§ ИЗБРАННЫЙ ОТРЫВОК:
-.-.-

В это же время любовно-литературный тандем принялся за работу над вторым совместным романом. «Боже мой, как легко стало, – вспоминает Панаева, – когда мы закончили «Три страны света». Но Некрасов тотчас же уговорил меня писать новый роман «Мертвое озеро». Однако образ жизни поэта переменился, он стал меньше работать. «Все люди дивятся перемене его», – писала Панаева М.Л. Огаревой 15 марта 1849 года, сообщая о том, что Некрасов редко бывает дома.
Угнетающе подействовал на сотрудников журнала арест М.В. Петрашевского и членов его кружка[13]. Среди арестованных и близких к ним лиц многие были причастны к литературе. «Уныние и тревога царили в редакции, – вспоминает Панаева. – Прежних оживленных споров и разговоров более не слышалось. Гости не собирались на обеды и ужины». Некрасов не видел обнадеживающих перспектив «Современника» и подумывал приобрести другие издания – «Литературную газету» или «Иллюстрацию».
Иван Иванович Панаев пытался восстановить репутацию журнала и использовал для этого свои великосветские связи. Он даже дерзнул просить у министра разрешения печатать политические новости. Но его деятельность расценивалась в издательстве невысоко, как уклонение от редакторской рутины, не более. Авдотья, выражая общее мнение, рассказывала в письме к приятельнице: «Ив. Ив. выезжает в большой свет. К князьям Юсуповым да графам».

-.-.-

§ ФРАГМЕНТЫ ЗАПИСЕЙ:
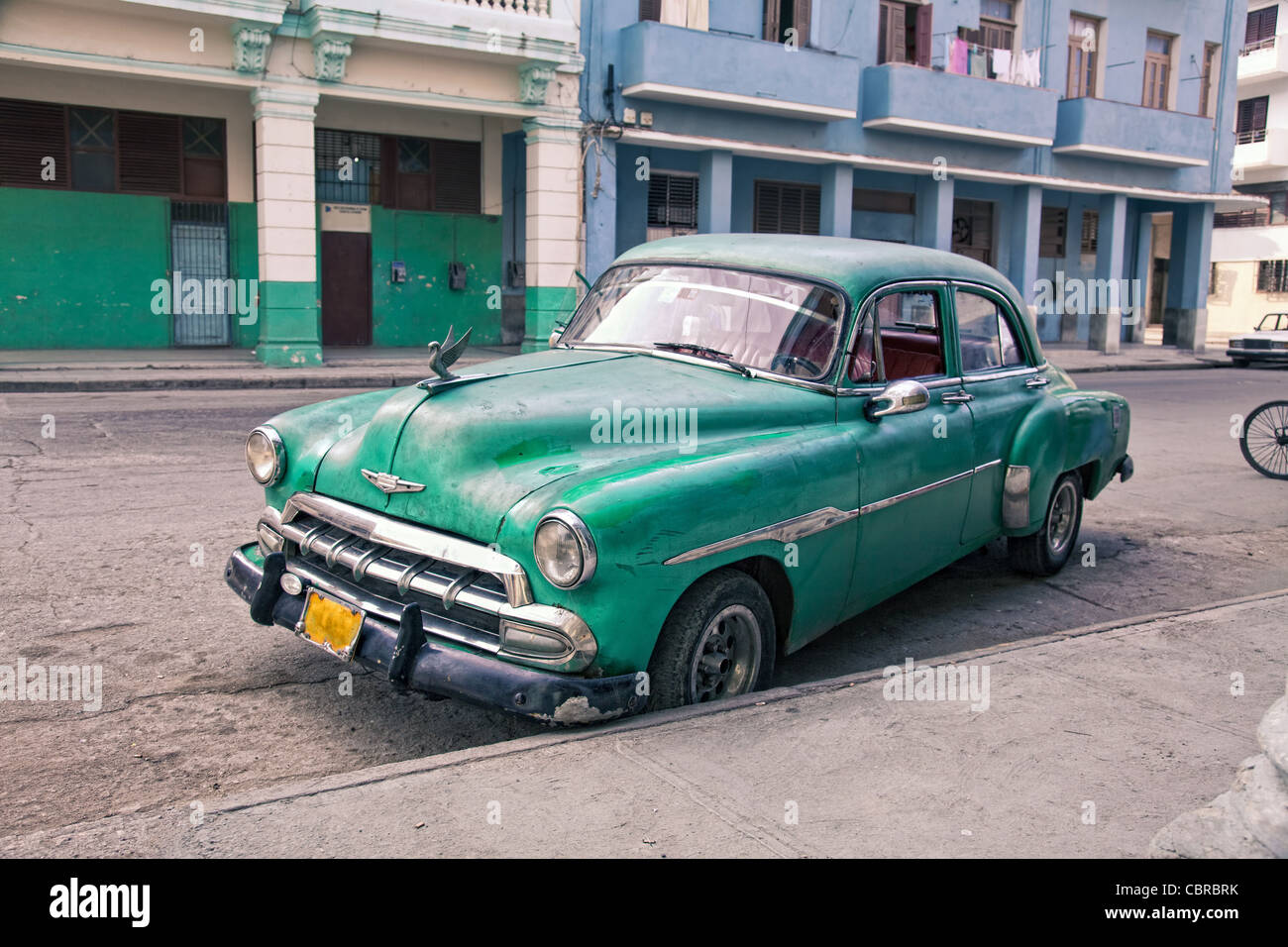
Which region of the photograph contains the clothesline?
[944,34,1042,86]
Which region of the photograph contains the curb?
[0,371,425,393]
[0,362,1233,394]
[0,588,1288,850]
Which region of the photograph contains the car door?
[950,283,1047,546]
[837,282,974,616]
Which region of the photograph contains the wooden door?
[322,231,371,346]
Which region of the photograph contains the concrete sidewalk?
[0,343,1231,391]
[0,590,1288,857]
[0,346,519,391]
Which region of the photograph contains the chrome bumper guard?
[257,493,597,673]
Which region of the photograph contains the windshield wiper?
[653,342,751,377]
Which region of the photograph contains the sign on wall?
[322,204,371,233]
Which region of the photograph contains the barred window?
[1081,210,1100,254]
[1257,261,1288,292]
[752,180,823,233]
[313,129,380,204]
[648,172,698,227]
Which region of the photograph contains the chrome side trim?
[1002,467,1031,530]
[859,468,975,517]
[662,506,859,566]
[662,458,1002,566]
[282,493,533,607]
[962,365,1037,384]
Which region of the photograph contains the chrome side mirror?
[867,378,930,420]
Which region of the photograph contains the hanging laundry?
[993,49,1012,82]
[948,36,970,76]
[970,47,988,78]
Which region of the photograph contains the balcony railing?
[1239,36,1279,55]
[438,0,550,17]
[1212,207,1270,228]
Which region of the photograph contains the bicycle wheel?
[1239,401,1288,480]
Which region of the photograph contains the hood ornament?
[362,468,425,493]
[429,326,474,381]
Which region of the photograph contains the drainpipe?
[1208,0,1239,193]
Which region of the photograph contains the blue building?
[581,0,1254,352]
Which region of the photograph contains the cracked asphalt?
[0,369,1288,836]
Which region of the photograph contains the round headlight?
[246,428,286,485]
[532,510,596,588]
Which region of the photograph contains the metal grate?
[170,201,233,346]
[313,129,380,204]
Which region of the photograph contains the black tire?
[1006,471,1082,576]
[1239,401,1288,480]
[648,569,777,710]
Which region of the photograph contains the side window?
[953,290,1024,372]
[845,312,877,384]
[876,290,944,381]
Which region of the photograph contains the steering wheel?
[769,352,823,377]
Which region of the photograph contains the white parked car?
[1225,312,1288,368]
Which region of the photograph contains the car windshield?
[561,264,845,380]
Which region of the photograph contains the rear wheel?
[1239,401,1288,480]
[648,569,776,710]
[1006,471,1082,576]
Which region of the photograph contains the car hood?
[314,349,836,543]
[1231,329,1288,342]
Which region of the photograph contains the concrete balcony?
[863,63,1060,149]
[1239,36,1288,89]
[617,21,859,121]
[1234,128,1288,184]
[300,0,580,64]
[1052,98,1214,167]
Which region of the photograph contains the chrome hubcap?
[690,605,760,703]
[1047,480,1078,556]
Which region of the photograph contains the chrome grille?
[257,492,597,672]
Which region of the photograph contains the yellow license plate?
[300,588,362,661]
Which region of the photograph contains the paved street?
[0,369,1288,836]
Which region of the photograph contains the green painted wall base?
[520,286,577,352]
[255,282,322,368]
[371,207,503,346]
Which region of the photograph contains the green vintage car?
[227,235,1132,723]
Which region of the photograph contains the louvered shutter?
[794,0,814,49]
[116,112,183,194]
[915,4,935,68]
[752,180,780,233]
[430,141,483,214]
[0,99,71,188]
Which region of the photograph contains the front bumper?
[224,545,648,724]
[1225,346,1288,362]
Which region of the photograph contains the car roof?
[617,233,1043,364]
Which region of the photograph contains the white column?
[523,116,581,351]
[252,86,322,366]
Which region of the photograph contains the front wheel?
[1239,401,1288,480]
[648,569,777,710]
[1006,472,1082,576]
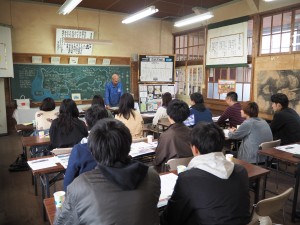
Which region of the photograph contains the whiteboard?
[139,55,174,82]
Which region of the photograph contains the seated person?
[91,95,115,118]
[217,91,244,127]
[64,105,108,190]
[35,97,58,131]
[54,118,160,225]
[49,99,88,148]
[160,122,250,225]
[115,93,144,138]
[152,92,172,126]
[270,93,300,145]
[184,92,213,127]
[228,102,273,163]
[153,99,193,172]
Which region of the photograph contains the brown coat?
[153,123,193,172]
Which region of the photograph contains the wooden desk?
[44,159,270,225]
[258,146,300,222]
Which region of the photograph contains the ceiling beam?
[246,0,259,12]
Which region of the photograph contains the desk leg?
[292,164,300,222]
[254,178,260,203]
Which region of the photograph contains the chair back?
[259,139,281,149]
[132,137,147,143]
[166,157,193,171]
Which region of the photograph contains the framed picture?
[72,93,81,101]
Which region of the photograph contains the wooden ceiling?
[32,0,233,19]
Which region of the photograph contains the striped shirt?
[217,102,245,127]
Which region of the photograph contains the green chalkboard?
[11,64,130,102]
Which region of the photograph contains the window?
[207,66,252,102]
[260,9,300,54]
[174,29,205,61]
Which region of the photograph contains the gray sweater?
[228,117,273,163]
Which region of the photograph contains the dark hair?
[85,105,108,130]
[242,102,259,117]
[226,91,238,102]
[162,92,172,107]
[57,99,79,134]
[167,99,190,123]
[91,95,105,107]
[190,92,205,112]
[191,122,225,154]
[119,93,135,120]
[88,118,132,166]
[271,93,289,109]
[40,97,55,112]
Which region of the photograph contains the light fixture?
[64,38,112,45]
[174,12,214,27]
[57,0,82,15]
[122,5,158,24]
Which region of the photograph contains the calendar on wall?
[175,65,204,95]
[55,29,94,55]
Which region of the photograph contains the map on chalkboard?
[11,64,130,102]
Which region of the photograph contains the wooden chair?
[256,139,281,193]
[166,157,193,171]
[248,188,293,225]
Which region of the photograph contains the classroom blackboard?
[139,55,175,83]
[11,64,130,102]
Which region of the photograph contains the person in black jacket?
[160,122,250,225]
[270,93,300,145]
[49,99,88,148]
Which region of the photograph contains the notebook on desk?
[157,173,178,208]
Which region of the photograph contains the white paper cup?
[53,191,66,208]
[177,165,186,174]
[147,135,153,143]
[225,154,233,162]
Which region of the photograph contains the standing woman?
[228,102,273,163]
[35,97,58,132]
[188,92,213,126]
[152,92,172,126]
[115,93,144,138]
[91,95,114,118]
[50,99,88,148]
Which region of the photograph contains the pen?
[32,159,48,163]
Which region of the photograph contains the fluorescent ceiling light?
[64,38,112,45]
[57,0,82,15]
[174,12,214,27]
[122,5,158,24]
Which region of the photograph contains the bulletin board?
[139,84,175,113]
[139,55,175,83]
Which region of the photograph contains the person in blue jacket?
[64,105,108,191]
[105,74,123,108]
[184,92,213,127]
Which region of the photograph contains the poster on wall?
[218,80,235,94]
[139,84,175,113]
[254,70,300,115]
[55,29,94,55]
[206,21,248,65]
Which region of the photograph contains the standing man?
[217,91,245,127]
[270,93,300,145]
[105,74,123,108]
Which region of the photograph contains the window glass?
[272,13,282,34]
[262,16,272,35]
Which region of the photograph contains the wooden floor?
[0,134,300,225]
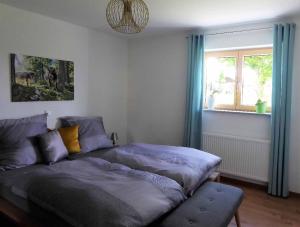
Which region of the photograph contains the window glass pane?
[206,57,237,106]
[241,54,273,107]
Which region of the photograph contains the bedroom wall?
[128,22,300,193]
[128,33,186,145]
[0,4,128,143]
[290,16,300,193]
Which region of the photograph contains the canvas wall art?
[10,54,74,102]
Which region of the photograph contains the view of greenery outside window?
[205,48,273,111]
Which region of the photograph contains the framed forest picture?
[10,54,74,102]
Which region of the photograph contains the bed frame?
[0,172,223,227]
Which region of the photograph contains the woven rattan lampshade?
[106,0,149,34]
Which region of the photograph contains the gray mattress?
[0,157,185,227]
[69,143,221,196]
[0,165,70,227]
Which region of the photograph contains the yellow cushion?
[58,125,80,154]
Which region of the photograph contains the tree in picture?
[244,54,273,113]
[10,54,74,102]
[244,54,273,101]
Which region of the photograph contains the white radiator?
[203,133,270,182]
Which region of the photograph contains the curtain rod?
[204,26,273,36]
[186,26,273,38]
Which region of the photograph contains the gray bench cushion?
[153,182,244,227]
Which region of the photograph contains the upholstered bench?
[154,182,244,227]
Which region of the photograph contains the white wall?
[128,34,187,145]
[0,4,127,143]
[128,24,300,192]
[290,17,300,193]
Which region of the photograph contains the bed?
[0,116,221,227]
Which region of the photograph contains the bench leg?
[234,210,241,227]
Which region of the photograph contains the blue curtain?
[184,35,204,149]
[268,24,296,197]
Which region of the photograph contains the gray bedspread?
[88,143,221,195]
[25,157,185,227]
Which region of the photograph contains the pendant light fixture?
[106,0,149,34]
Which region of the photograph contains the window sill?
[203,109,271,117]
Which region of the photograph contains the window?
[205,48,273,111]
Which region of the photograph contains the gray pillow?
[0,114,47,170]
[61,117,113,153]
[38,130,68,164]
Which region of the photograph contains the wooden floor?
[0,178,300,227]
[226,179,300,227]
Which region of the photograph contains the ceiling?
[0,0,300,35]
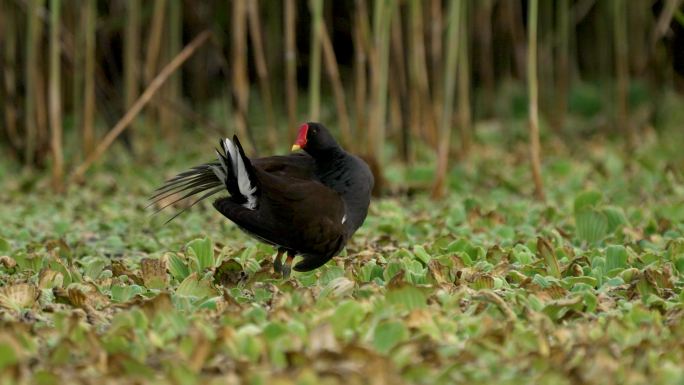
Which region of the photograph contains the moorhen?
[151,122,374,277]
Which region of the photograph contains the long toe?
[282,264,292,279]
[273,254,283,273]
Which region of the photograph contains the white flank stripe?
[221,138,256,210]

-.-.-

§ ЗАДАНИЕ 1:
Ответьте на вопросы по отрывку о «Современнике»:
(а) Какой новый роман Некрасов уговорил Панаеву писать после «Трех стран света»?
(б) Какие издания подумывал приобрести Некрасов?
(в) На что Панаев дерзнул просить у министра разрешения?
§ ЗАДАНИЕ 2: Напишите продолжение отрывка о «Современнике», начиная сразу после его последнего предложения.

§ ОТВЕТ 1:
(а) «Мертвое озеро».
(б) «Литературную газету» или «Иллюстрацию».
(в) На то, чтобы печатать политические новости.

§ ОТВЕТ 2:
Некрасов в привычном для него угнетенном состоянии духа в начале лета уехал в Москву, а затем «в деревню к себе», то есть в одно из имений отца. Его физическое состояние было плачевно, и улучшения не наблюдалось. Сам он рассказывал в письме Тургеневу от 9 января 1850 г.: «…1) Лихорадка… трясет меня каждый вечер вот уже с лишком месяц; 2) глазная боль, от которой только недавно избавился несколько; 3) невероятное, поистине обременительное и для крепкого человека, количество работы; …кроме лихорадки, болен еще злостью, разлитием желчи и проч. Кроме физических недугов, и состояние моего духа гнусно, к чему есть много причин…»
Более психологически стабильная и физически крепкая Авдотья не сидела в это время сложа руки. Первое полугодие 1849 года преимущественно было посвящено работе над ее ранее анонсированным романом «Актриса» (Н.Н. Станицкий). Но в печати роман не появился: его заменили ее же повесть «Пасека» с обещанием продолжения, и рассказ «Необдуманный шаг». Кроме того, еще раньше, в феврале 1849 года, в «Современнике» был опубликован рассказ Панаевой «Жена часового мастера».
Ее новая беременность снова закончилась смертью новорожденного. Авдотья сильно пала духом. Она писала друзьям: «Радость мне нейдет. Об удовольствиях я так же мало думаю, как преступник о рае». «Лишь бы не потерять головы от горя…» Она признавалась, что была противна Некрасову своею «исступленною грустью». Он выплескивал чувства в стихах:
От горя молодая женщина оправилась, но прежней уже не стала. Она сделалась еще более нервной и еще более требовательной. Кроме того, очередное несостоявшееся материнство потребовало длительного отдыха и лечения. В мае 1850 года Панаева уехала за границу и возвратилась лишь в сентябре. Весь срок пребывания любимой в чужих краях – почти полгода, с мая по сентябрь, – для оставленного поэта стал временем ожидания писем.
Но вот любимая вернулась, бурно и исступленно произошло воссоединение любовников, «день снова ясен». Любовный порыв придал новый импульс творчеству. Именно с этого времени началась энергичная работа над новым романом.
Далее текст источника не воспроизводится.